• _Tarefas_:
A – Segundo o texto sobre as Malvinas, que cargo Delmira de Cao ocupa?
B – Por favor, transcreva do texto sobre as Malvinas tudo o que vai de “Em seu livro” até “um pulôver roubado.”.
╭─ Página
As esperanças alimentadas sobre a possível sobrevivência de combatentes é compreensível. Houve casos em que a notícia da morte foi recebida pelas famílias através de entrevistas televisivas com regressados das ilhas, que contavam onde atuaram, com qual oficial e em qual tropa. Relatos transmitidos com a utilização de verbos no passado para se referir a soldados eram motivo de desespero e em alguns casos somente objetos pessoais trazidos por companheiros de batalha foram a prova decisiva da morte de um combatente.
“Passei os 74 dias da guerra na igreja, ajoelhada dia, tarde e noite, rezando o rosário”, lembra Delmira de Cao, presidente da Comissão de Familiares, que recebeu um falso alarme de que o filho Julio teria voltado ao continente e estaria internado em um quartel, ainda durante a guerra. “Mas ele não estava na lista de feridos”, disse ela, que como muitos outros familiares, mantinha a esperança do regresso, com vida, do filho.
Arquivo pessoal/Delmira de Cao
“Passei os 74 dias da guerra na igreja, ajoelhada dia, tarde e noite, rezando o rosário”, lembra Delmira (na foto, com a neta Julia)
Em seu livro Malvinas: histórias breves e sentimentos, Vargas conta como ao longo do tempo foi reconstruindo, por meio de relatos fragmentados de companheiros de seu filho, o episódio que interrompeu a vida de Alejandro Pedro. Ao lado de outros soldados, “Ale” foi atingido por uma mina anti-tanques após entrar em uma casa vazia de um habitante das ilhas, em busca de alimentos e casacos para se proteger do frio. Anos depois, Vargas voltou às ilhas para pedir desculpas aos descendentes do morador que teve um pulôver roubado.
O relato de sobreviventes que atuaram ao lado de falecidos foi essencial para que muitos dos familiares pudessem realmente acreditar na perda que acabavam de sofrer. Em muitos casos, as versões oficiais durante e após a guerra eram contraditórias e pouco precisa em relação às mortes. Pais, irmãos e esposas recorriam às informações diárias publicadas nos jornais na esperança de encontrar alguma referência sobre seus seres queridos.
╰─
╭─ Registros fornecidos
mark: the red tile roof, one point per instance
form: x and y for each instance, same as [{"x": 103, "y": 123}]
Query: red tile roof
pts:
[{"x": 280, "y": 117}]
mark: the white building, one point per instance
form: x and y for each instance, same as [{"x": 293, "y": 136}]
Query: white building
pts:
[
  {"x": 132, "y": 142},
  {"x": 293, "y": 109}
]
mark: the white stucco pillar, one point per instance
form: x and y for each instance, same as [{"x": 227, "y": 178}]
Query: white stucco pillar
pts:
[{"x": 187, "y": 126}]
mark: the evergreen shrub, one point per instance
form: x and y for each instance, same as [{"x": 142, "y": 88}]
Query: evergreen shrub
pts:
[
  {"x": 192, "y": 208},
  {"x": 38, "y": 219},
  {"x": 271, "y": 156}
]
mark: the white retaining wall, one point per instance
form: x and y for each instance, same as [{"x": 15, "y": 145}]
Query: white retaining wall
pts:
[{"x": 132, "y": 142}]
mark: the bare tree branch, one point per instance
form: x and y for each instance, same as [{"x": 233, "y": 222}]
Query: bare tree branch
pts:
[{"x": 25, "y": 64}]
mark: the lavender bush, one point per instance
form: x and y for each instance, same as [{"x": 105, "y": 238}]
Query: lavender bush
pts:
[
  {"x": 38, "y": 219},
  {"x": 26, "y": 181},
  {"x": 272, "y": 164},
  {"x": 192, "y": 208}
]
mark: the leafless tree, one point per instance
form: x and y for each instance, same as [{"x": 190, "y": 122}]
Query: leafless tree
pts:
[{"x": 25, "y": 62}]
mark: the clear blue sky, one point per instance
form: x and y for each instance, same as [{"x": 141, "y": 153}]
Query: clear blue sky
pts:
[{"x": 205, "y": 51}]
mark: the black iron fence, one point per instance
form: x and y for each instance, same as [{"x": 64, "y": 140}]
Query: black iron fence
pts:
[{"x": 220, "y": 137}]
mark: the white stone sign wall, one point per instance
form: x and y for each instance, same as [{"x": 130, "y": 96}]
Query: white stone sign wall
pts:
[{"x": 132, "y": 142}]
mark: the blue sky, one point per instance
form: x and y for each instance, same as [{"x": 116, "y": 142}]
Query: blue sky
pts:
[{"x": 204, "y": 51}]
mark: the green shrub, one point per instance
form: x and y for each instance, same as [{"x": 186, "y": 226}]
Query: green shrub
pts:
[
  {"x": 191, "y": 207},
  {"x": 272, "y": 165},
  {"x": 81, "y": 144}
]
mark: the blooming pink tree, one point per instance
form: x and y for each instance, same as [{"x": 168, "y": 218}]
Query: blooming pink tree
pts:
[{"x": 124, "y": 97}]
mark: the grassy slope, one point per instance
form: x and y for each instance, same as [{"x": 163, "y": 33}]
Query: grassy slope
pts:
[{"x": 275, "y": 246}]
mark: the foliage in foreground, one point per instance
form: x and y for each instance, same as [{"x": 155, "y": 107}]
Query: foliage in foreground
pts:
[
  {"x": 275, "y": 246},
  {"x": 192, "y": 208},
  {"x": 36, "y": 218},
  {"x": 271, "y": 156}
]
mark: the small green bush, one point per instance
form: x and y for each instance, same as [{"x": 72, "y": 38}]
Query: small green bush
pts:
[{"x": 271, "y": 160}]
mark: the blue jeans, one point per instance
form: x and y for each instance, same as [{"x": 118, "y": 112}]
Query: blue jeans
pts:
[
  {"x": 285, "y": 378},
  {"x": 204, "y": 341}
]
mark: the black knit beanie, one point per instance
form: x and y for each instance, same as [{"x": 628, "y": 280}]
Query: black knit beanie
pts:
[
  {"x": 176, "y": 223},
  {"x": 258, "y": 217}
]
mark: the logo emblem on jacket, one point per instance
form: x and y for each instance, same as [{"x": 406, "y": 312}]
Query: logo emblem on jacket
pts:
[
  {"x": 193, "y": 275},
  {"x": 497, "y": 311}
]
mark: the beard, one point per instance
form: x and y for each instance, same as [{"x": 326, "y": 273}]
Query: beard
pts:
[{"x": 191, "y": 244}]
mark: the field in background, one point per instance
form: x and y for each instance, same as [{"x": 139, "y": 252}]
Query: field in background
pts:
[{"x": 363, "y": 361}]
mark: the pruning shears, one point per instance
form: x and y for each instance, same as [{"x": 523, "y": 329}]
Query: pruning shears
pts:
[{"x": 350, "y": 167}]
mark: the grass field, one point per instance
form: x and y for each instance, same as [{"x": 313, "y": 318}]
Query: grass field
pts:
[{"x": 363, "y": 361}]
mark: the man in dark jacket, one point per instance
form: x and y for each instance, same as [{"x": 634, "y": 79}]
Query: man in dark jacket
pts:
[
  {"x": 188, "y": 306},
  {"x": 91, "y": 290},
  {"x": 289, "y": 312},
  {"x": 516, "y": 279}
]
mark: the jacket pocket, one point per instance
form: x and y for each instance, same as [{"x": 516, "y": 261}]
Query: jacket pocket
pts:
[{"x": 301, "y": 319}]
╰─
╭─ Registros fornecidos
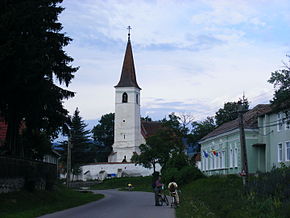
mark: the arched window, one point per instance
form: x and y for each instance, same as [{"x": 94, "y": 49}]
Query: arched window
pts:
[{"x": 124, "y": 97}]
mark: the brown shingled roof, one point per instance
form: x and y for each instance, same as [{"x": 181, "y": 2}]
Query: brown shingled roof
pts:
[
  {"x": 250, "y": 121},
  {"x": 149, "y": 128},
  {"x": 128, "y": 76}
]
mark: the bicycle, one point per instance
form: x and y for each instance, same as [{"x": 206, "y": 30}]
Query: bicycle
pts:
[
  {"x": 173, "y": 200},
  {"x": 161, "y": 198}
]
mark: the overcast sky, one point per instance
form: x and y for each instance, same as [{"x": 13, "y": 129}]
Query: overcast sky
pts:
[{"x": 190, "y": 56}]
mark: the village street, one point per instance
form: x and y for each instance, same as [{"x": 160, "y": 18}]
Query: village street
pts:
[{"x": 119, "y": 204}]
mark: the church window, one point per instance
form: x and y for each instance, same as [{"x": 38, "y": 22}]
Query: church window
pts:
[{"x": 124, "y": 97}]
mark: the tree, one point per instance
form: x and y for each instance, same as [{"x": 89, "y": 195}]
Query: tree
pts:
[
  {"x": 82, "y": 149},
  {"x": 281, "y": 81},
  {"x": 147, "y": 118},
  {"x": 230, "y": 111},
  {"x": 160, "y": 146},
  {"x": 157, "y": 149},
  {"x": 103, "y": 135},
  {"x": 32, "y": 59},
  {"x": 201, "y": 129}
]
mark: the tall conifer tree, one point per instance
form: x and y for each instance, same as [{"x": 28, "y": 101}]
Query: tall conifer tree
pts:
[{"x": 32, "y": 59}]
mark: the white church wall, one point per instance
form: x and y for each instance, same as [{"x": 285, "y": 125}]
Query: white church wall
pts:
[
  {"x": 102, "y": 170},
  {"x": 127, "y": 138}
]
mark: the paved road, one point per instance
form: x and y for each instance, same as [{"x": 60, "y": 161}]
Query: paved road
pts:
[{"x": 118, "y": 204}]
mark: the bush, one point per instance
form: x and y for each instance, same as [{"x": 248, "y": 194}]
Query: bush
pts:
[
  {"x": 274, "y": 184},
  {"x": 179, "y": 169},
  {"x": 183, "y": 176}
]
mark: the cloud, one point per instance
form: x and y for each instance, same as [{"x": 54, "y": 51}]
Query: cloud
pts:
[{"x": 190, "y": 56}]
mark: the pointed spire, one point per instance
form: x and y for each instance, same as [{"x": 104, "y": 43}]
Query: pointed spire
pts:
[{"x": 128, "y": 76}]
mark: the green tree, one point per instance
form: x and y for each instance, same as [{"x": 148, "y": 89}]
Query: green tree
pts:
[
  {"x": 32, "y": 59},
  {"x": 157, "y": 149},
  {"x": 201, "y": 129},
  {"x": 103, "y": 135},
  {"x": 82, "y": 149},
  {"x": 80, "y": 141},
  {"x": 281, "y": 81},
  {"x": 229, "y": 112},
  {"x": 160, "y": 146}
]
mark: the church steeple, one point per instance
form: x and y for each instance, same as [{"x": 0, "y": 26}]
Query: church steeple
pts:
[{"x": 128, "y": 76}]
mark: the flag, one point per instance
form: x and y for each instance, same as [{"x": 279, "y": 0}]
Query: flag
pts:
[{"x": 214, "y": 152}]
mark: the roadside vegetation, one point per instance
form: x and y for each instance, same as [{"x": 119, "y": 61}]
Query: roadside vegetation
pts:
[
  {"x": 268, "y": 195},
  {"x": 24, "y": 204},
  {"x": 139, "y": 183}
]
╰─
╭─ Registros fornecidos
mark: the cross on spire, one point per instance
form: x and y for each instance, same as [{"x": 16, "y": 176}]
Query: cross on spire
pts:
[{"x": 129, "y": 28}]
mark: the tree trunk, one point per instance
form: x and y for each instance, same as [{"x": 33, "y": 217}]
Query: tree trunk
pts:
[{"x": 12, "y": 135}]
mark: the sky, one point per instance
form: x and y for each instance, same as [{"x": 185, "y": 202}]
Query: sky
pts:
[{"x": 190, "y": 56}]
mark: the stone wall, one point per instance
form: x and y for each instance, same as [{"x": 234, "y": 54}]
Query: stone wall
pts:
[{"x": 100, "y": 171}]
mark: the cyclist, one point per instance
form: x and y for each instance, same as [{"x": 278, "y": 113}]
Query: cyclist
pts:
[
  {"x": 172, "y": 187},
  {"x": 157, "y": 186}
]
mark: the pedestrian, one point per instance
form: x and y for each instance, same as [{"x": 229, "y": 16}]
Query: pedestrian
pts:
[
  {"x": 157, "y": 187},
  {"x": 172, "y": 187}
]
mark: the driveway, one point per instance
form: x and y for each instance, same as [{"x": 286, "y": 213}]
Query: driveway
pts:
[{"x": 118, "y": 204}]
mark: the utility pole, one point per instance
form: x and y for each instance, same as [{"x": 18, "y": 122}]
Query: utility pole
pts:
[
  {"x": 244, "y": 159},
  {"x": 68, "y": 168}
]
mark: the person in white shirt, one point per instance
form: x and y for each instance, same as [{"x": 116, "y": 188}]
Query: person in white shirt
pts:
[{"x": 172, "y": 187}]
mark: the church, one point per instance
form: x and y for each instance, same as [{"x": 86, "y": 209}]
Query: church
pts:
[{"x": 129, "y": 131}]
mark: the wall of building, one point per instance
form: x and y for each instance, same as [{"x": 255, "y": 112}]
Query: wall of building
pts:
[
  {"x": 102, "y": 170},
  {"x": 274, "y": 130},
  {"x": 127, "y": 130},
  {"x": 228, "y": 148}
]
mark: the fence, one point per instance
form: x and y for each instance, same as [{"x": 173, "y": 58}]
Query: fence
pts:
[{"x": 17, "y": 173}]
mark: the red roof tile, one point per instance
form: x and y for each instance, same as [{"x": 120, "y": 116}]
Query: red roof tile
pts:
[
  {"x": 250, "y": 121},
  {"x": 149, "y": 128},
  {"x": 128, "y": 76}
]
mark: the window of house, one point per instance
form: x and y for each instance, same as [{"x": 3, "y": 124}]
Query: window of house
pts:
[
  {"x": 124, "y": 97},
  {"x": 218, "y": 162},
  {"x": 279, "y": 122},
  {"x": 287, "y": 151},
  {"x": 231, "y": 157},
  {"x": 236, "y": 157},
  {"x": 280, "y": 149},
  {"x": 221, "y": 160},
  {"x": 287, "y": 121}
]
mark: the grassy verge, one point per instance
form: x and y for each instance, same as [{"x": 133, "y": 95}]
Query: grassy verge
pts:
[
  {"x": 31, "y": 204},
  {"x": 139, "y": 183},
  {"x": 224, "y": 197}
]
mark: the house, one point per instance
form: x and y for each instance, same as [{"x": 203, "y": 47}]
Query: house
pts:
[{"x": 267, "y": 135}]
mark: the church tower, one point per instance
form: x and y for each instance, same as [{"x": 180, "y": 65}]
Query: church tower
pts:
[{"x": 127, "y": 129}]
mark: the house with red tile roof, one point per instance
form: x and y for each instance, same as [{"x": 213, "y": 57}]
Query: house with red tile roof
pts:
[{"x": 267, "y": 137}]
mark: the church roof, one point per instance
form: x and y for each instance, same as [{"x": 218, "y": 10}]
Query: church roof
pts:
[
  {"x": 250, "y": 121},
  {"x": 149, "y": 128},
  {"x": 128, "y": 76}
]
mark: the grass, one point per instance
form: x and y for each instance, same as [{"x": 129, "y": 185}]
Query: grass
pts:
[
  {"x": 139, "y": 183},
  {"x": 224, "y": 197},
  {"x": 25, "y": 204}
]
╰─
• _Respostas_:
A – Ela é presidente da Comissão de Familiares.

B –
Em seu livro Malvinas: histórias breves e sentimentos, Vargas conta como ao longo do tempo foi reconstruindo, por meio de relatos fragmentados de companheiros de seu filho, o episódio que interrompeu a vida de Alejandro Pedro. Ao lado de outros soldados, “Ale” foi atingido por uma mina anti-tanques após entrar em uma casa vazia de um habitante das ilhas, em busca de alimentos e casacos para se proteger do frio. Anos depois, Vargas voltou às ilhas para pedir desculpas aos descendentes do morador que teve um pulôver roubado.